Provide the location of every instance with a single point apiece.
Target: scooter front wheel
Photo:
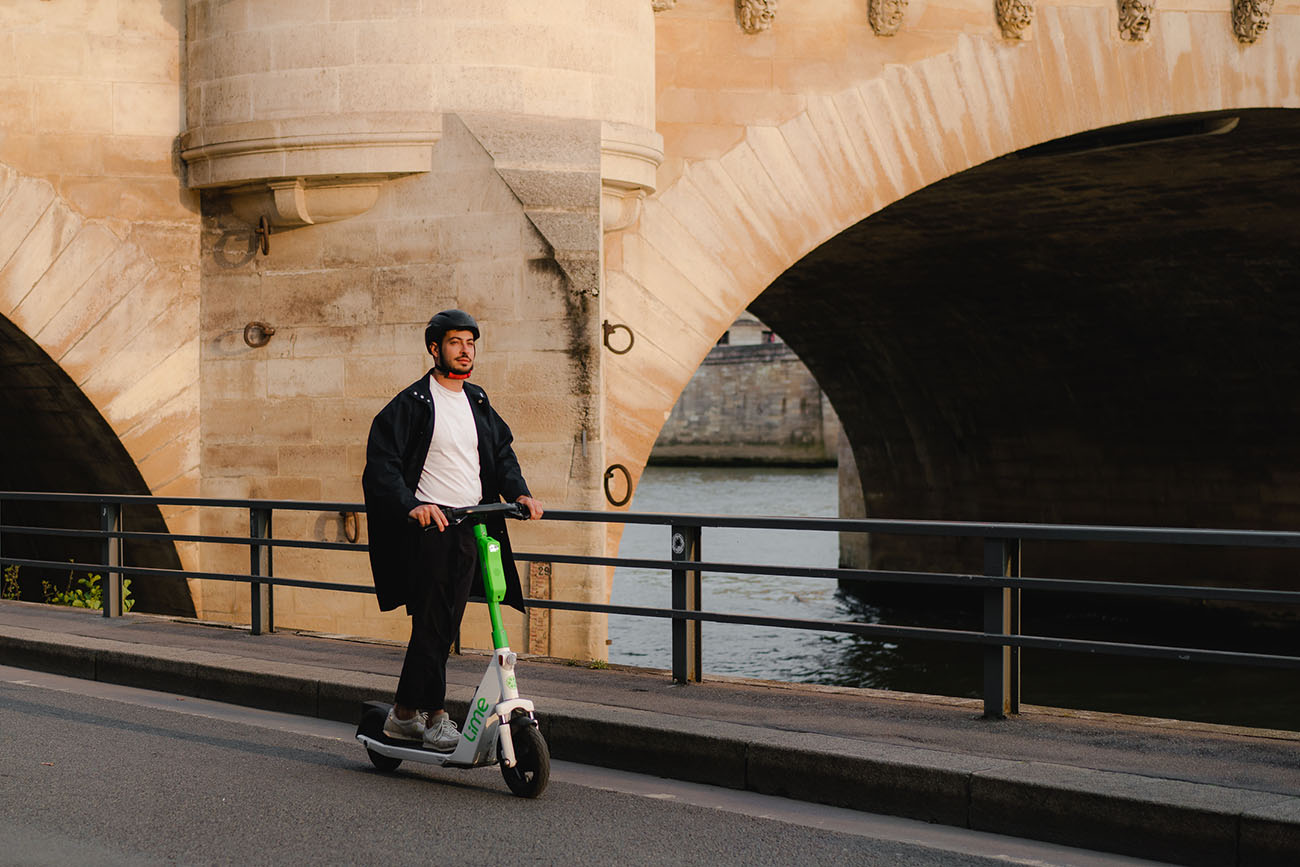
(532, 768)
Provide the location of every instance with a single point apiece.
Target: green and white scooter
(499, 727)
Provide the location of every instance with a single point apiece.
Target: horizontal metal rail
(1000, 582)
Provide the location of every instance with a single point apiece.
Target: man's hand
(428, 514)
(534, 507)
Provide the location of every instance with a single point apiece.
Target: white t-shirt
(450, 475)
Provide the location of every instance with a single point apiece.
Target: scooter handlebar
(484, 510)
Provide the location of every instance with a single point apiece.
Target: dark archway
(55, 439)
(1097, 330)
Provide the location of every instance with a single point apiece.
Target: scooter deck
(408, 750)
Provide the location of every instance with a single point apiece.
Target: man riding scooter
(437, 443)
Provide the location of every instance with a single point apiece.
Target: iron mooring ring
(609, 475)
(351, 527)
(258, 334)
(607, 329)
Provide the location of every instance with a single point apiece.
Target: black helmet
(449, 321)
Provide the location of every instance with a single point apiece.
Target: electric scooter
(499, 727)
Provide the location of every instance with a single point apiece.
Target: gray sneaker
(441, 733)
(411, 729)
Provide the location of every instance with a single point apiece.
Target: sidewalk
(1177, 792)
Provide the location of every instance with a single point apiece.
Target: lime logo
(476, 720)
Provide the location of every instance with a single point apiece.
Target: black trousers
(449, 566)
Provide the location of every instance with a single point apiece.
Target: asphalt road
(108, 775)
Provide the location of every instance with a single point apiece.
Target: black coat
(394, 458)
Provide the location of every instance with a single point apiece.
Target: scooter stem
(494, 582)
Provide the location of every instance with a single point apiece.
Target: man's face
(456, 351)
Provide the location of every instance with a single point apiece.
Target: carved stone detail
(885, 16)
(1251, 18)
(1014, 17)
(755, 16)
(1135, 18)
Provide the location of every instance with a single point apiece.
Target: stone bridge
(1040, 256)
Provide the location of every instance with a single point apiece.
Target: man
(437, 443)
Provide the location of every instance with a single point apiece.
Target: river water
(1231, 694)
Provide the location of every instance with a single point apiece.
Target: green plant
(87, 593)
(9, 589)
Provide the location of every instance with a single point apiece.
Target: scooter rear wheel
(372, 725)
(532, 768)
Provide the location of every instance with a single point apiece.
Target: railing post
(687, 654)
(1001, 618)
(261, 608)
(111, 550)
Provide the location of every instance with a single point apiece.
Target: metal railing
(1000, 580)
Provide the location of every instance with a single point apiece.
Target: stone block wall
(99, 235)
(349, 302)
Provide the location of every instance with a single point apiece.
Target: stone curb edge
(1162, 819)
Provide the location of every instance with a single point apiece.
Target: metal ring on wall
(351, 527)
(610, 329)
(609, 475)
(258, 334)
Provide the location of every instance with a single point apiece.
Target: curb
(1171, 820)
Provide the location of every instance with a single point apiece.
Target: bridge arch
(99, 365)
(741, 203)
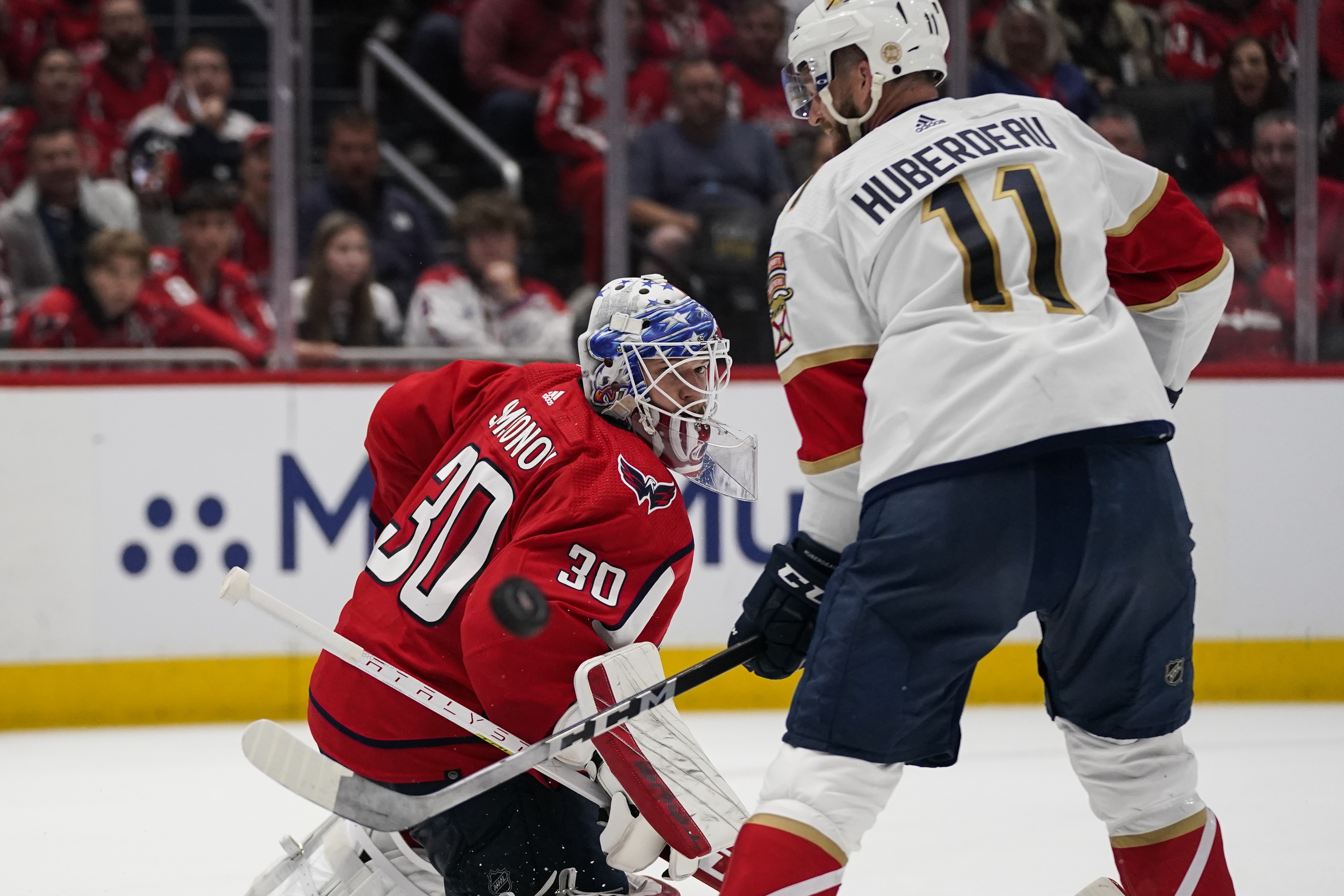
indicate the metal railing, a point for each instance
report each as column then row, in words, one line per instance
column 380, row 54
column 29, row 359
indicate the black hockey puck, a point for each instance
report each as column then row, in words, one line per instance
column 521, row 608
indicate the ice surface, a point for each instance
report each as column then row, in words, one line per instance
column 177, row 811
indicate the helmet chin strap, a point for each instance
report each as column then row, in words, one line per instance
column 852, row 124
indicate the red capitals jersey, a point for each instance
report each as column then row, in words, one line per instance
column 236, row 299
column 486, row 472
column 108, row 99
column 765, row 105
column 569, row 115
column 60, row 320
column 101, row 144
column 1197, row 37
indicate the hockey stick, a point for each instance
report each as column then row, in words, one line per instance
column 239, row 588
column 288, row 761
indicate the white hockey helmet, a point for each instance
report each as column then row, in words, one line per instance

## Request
Rewrite all of the entries above with "instance" changed to "occurrence" and everything else unchanged, leaving out the pictures.

## Exercise result
Provide the location of every occurrence with a single point apiece.
Target: scooter front wheel
Photo:
(532, 768)
Provide the location of every occurrence with a single point apiece.
Target: green and white scooter
(499, 727)
Provide the location of every occurrence with a single point apiece.
Target: horizontal metal rail
(1000, 582)
Provide the location of every occurrence with a single point apiece.
Target: man's hand
(428, 514)
(534, 507)
Provide the location of every occurrence with a single point apiece.
Target: white t-shirt
(450, 475)
Provide the location of every occurrence with a single point apiece.
Target: scooter handlebar
(484, 510)
Provide the location of every occurrence with a single point apiece.
Target: dark archway
(55, 439)
(1097, 330)
Provide the location of every occurrence with a single point apiece.
Target: scooter deck
(408, 750)
Provide the location of every occurrence with a single point apiece.
Target: man riding scooter
(437, 443)
Provide the location of every occurrence with a single point apiece.
Target: iron mooring ring
(609, 475)
(351, 527)
(258, 334)
(607, 329)
Provide the location of every occurrence with a single point apiece.
Target: black helmet
(449, 321)
Provide the location of every occurrence with a single point apiece.
Target: electric scooter
(499, 727)
Provide the location of every occurrence with a single point apiece.
Target: gray sneaker
(441, 733)
(411, 729)
Provide the location of every occurrence with a single point apiece.
Target: sidewalk
(1177, 792)
Provide the location of every occurrence with a single point apiece.
Target: lime logo
(476, 720)
Provide the location of every occurrence with a single point apiece.
Target: black trousers
(449, 566)
Provide the location of every occurrence with a single point apiece.
Target: asphalt road
(108, 775)
Provide the location of every occurrence with a single point apiece.
Target: black coat
(394, 458)
Provide the location of every occurrence with a single point apiece.
Target: scooter stem
(494, 582)
Provide the location of every occurrence with a single point apiece.
Target: man's face
(456, 351)
Provide the location of every occurrence with a single point apiece.
Target: carved stone detail
(885, 16)
(1251, 18)
(1014, 17)
(755, 16)
(1135, 18)
Provide the location of every occurrence with a single point apiece.
Target: stone bridge
(1040, 256)
Provide the location of every occurrence with a single point apiece.
Target: man
(437, 443)
Provide the location of every occurrence with a single point apiece.
Target: river water
(1231, 694)
Provide the location of every occurrence with a single point apiece.
Target: green plant
(87, 593)
(9, 589)
Provide the location of every occurrence with a single point apiece.
Target: scooter rear wheel
(372, 725)
(532, 768)
Provide the location of every occurrence with a single point apiece.
Target: railing post
(687, 654)
(1001, 618)
(261, 608)
(111, 550)
Provide the location of every occurrence with a single point apiece.
Target: metal railing
(1000, 580)
Provide the location of every occurrence with a single point apiece.
Target: stone block wall
(99, 235)
(349, 302)
Provide the location of every occurrence with a single point apiece.
Target: stone curb edge
(1162, 819)
Provide the location of every occurrence with a single point apiece.
Target: metal ring on wall
(351, 527)
(610, 329)
(609, 475)
(258, 334)
Provide the location of every occurrence with a single point apiece.
Target: curb
(1171, 820)
Provide the location of every occurrence with a single point apiece.
Target: bridge arch
(99, 365)
(741, 203)
indicate the metal railing, a point for each occurrence
report each as column then row, in words, one line per occurrence
column 380, row 54
column 29, row 359
indicate the black hockey puck, a point for each occurrence
report each as column then row, in words, one line per occurrence
column 521, row 608
indicate the ice surface, a point for each occurrence
report each as column then row, in words, one line per occurrence
column 177, row 811
indicate the helmet chin strap, a point for each occurrence
report each as column then row, in words, one line per occurrence
column 852, row 124
indicate the red capitals jersey, a point for each occurrence
report each as column then row, in words, one line per occurrence
column 236, row 299
column 486, row 472
column 108, row 99
column 765, row 105
column 569, row 115
column 60, row 320
column 101, row 144
column 1197, row 37
indicate the hockey stick, a point for each occurrence
report each as column then row, in words, one line per occurrence
column 239, row 588
column 288, row 761
indicate the white hockey helmet, a point for each occurrence
report each as column then row, in words, one line per occurrence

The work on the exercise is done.